Passage for review
Zinc is a part of every cell in your body; it’s essential for optimal growth and development, strong immune systems, better brains and healthy pregnancies. Enjoying zinc-rich foods, like Canadian beef, can help your body be the best it can be!
Do You Get It?
One of the best ways to make sure you are getting enough zinc is to enjoy 2-3 servings of Meat and Alternatives each day. That’s because zinc, although found in many foods, is best absorbed from animal sources, like Canadian beef, poultry or fish.
Did You Know?
Some people need to take extra care to make sure they are getting enough zinc. For example, mom’s-to-be and breastfeeding moms need more zinc for a healthy pregnancy and their developing baby. And, vegetarians who limit zinc-rich foods, like meat, poultry, fish and seafood, may need up to 50% more zinc.
A registered dietitian can help you make healthy food choices to make sure you are meeting your needs.
1Institute of Medicine. Dietary Reference Intakes for Vitamin A, Vitamin K, Arsenic, Boron, Chromium, Copper, Iodine, Iron, Manganese, Molybdenum, Nickel, Silicon, Vanadium and Zinc. National Academy Press, Washington. 2001
Good Eats for Zinc
Plant foods are a major part of healthy eating, but compounds (phytates) found in some plant foods, like soy products, whole grains and lentils, can limit your body’s ability to absorb zinc.
High quality protein from animal foods improves zinc absorption from plant foods. So, add a little steak to stir fries, salmon to salads and poultry to your pastas for a zinc boost!
Especially for Kids
Everyone needs zinc, but young children are especially vulnerable to zinc deficiency.
Getting enough zinc can be challenging for young children with smaller appetites; even mild zinc deficiency may lower resistance to infection and limit a child’s growth.1,2
One serving of Canadian beef will meet the daily zinc needs of a young child (1-8 years). A serving is about the size of two lipsticks. Don’t think the kids can eat that much in one sitting? Split it up – have a smaller portion of thinly sliced roast beef wrapped around cheese or breadsticks for lunch and spaghetti with a couple of meatballs for dinner.

Exercise aim
Summarize the zinc text above in two sentences.

Extracted information

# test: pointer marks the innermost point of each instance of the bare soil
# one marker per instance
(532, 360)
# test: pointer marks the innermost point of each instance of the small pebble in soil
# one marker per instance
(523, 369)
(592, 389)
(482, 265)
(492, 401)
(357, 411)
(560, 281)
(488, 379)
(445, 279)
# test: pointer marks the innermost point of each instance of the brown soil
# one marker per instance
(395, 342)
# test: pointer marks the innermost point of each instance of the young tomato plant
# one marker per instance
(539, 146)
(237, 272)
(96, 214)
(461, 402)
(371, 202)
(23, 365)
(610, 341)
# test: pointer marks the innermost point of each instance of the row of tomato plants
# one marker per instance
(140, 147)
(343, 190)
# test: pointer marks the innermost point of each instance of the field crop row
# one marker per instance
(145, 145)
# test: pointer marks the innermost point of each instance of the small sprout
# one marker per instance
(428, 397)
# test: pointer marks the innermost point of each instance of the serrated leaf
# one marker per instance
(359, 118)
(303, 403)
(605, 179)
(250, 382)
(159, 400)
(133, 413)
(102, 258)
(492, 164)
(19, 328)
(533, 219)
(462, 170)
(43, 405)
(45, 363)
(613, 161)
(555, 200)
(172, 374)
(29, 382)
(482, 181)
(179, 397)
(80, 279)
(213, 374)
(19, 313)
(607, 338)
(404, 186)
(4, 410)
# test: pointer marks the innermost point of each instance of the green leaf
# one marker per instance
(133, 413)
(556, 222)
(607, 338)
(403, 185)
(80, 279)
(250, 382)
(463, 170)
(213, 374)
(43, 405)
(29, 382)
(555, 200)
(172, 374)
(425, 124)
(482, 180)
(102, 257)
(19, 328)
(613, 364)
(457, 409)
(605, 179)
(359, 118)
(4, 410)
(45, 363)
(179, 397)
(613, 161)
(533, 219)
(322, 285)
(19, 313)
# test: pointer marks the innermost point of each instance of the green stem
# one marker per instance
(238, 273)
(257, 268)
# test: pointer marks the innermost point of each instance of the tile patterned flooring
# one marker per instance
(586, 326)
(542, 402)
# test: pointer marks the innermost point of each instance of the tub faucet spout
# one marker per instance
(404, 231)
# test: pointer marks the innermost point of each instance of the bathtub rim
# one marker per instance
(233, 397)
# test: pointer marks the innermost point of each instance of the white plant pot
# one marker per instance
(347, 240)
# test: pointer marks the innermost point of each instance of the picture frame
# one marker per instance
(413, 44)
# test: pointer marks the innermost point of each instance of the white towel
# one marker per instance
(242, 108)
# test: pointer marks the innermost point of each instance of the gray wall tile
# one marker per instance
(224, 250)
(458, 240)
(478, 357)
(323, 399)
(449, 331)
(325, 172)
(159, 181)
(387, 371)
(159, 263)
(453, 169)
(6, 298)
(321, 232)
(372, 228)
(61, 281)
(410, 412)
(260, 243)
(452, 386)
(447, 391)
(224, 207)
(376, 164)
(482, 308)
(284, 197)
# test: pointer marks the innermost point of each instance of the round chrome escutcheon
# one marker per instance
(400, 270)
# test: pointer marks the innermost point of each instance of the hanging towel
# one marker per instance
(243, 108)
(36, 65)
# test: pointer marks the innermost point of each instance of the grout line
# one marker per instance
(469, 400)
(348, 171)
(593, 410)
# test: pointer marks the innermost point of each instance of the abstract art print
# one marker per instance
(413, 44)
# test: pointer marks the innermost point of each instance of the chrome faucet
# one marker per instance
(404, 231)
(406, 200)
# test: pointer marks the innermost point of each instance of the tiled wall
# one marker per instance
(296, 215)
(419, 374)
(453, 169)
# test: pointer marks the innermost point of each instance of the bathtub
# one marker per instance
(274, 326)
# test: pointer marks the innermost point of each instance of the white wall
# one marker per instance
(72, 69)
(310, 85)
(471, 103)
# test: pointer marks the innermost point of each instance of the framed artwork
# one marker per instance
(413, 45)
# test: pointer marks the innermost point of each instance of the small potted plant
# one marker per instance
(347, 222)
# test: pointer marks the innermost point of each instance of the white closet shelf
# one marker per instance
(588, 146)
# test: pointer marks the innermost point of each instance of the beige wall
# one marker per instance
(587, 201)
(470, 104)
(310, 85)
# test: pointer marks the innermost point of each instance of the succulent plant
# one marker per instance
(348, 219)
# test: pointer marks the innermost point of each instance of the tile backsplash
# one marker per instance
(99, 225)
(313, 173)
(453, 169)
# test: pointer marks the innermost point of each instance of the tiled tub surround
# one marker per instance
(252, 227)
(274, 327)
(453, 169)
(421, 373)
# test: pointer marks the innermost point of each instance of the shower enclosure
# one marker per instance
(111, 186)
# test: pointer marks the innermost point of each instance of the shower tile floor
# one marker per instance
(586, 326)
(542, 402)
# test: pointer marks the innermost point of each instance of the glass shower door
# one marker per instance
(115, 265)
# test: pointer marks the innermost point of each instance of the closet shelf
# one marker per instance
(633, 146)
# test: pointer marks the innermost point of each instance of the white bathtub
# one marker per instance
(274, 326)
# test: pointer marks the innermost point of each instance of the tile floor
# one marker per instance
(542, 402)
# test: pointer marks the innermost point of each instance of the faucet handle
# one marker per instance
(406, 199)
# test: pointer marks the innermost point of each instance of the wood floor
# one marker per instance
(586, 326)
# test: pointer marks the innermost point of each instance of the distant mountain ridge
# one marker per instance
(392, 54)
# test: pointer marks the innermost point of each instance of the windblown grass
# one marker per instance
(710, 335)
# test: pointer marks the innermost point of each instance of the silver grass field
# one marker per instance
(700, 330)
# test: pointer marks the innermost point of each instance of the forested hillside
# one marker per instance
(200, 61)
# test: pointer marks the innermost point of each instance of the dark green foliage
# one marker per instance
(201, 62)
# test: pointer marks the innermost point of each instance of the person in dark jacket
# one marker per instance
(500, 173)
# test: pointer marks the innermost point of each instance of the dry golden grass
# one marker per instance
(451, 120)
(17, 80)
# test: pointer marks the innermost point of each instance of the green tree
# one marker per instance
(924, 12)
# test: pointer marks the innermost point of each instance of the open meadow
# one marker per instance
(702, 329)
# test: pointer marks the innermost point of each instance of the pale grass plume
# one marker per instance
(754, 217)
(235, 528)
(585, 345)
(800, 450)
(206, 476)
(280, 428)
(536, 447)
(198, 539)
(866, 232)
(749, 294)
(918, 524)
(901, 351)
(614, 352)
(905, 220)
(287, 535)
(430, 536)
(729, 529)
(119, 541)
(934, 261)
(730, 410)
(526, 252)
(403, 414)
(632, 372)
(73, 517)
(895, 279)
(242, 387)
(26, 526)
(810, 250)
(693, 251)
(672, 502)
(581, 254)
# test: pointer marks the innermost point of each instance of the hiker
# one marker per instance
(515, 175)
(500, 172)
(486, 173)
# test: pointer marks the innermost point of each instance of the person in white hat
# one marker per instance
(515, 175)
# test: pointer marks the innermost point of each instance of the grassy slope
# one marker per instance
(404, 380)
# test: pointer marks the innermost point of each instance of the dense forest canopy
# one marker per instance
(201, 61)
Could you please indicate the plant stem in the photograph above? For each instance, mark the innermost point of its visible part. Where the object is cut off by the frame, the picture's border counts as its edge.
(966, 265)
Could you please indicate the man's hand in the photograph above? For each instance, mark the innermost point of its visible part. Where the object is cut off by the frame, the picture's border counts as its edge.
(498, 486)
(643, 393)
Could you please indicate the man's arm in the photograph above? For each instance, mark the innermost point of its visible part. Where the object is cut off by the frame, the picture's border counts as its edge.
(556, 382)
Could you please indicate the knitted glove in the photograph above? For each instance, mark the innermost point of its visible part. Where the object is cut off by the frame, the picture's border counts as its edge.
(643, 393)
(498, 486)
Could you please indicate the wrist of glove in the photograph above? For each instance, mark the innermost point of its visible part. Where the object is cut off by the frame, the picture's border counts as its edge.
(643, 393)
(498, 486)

Solution for this task
Zinc is part of every cell in the body, is essential for growth and development, strong immune systems, better brains and healthy pregnancies, and is best absorbed from animal sources such as Canadian beef, poultry or fish. Moms-to-be, breastfeeding moms, vegetarians and young children need to take extra care to get enough, and adding animal protein to plant foods improves zinc absorption that phytates in some plant foods can limit.